### [What you need to do]
Copy out, unchanged, the stretch of the data from the line containing "[indicate] dry grass" through the end of the data. Include nothing else.

Collection entries
....

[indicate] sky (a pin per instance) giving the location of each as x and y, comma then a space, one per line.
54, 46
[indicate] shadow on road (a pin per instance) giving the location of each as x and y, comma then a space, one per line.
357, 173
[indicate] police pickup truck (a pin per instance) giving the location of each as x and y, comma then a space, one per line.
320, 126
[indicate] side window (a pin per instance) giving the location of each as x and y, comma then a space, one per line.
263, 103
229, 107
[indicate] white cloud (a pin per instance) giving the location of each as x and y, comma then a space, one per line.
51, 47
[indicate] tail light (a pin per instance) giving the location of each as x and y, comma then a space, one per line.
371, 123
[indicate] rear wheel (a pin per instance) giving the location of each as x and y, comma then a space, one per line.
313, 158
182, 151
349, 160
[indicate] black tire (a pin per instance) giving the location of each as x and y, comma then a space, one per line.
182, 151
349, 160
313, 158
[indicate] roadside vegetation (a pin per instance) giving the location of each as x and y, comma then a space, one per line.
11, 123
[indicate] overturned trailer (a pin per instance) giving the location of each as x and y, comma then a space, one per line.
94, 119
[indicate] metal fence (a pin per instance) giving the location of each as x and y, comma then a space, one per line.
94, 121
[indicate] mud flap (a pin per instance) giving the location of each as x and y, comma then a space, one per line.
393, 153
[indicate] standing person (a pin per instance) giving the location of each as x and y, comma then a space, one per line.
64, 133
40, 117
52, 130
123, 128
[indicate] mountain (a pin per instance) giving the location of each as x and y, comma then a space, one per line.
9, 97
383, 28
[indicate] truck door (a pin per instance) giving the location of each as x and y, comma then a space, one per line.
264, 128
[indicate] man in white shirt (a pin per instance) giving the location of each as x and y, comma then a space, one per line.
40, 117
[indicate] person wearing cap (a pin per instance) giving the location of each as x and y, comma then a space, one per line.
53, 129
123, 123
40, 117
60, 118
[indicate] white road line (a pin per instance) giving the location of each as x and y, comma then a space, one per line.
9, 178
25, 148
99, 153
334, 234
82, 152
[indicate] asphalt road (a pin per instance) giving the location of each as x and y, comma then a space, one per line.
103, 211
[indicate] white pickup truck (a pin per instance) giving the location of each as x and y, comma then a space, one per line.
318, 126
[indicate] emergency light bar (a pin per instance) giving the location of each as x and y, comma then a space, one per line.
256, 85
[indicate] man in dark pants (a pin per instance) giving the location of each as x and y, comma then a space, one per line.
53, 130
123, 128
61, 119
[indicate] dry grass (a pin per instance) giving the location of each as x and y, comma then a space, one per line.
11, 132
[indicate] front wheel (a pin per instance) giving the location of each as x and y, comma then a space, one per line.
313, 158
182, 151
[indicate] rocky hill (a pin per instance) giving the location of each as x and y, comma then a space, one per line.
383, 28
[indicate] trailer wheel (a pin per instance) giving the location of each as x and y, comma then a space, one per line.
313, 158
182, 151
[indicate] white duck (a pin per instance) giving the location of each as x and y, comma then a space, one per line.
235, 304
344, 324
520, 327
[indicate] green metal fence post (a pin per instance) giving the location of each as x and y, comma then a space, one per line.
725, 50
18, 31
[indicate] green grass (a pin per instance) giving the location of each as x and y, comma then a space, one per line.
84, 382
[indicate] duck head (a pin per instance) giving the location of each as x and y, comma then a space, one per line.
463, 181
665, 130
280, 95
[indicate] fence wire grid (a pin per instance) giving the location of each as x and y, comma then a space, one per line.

....

### [Written response]
[indicate] dry grass (a pin per instance) giving the location of each as x and y, comma then a space, one per line.
11, 132
[indicate] front wheel (a pin per instance) giving the location of each as x and y, comma then a space, one per line.
313, 158
182, 151
[indicate] rocky hill (a pin per instance) giving the location of each as x and y, comma then a space, one per line.
383, 28
[indicate] trailer wheel (a pin per instance) giving the location of each as x and y, comma then a space, one per line.
313, 158
182, 151
[indicate] white duck (a pin per instance) giving the location of each as x and y, comma then a space, one per line.
235, 304
344, 324
520, 327
[indicate] green metal fence post (a pin per instance) giving the location of each as x and y, comma then a space, one per line.
725, 50
18, 31
[indicate] green grass (a pin per instance) giving the location of each as x and y, comma then a space, one per line.
84, 382
[indicate] duck head (a pin per instance) giving the location of each as x and y, comma then a space, one per line.
463, 181
665, 130
280, 95
[indicate] fence wire grid (a pin per instance) giving the location of each as x and y, comma then a space, one per line.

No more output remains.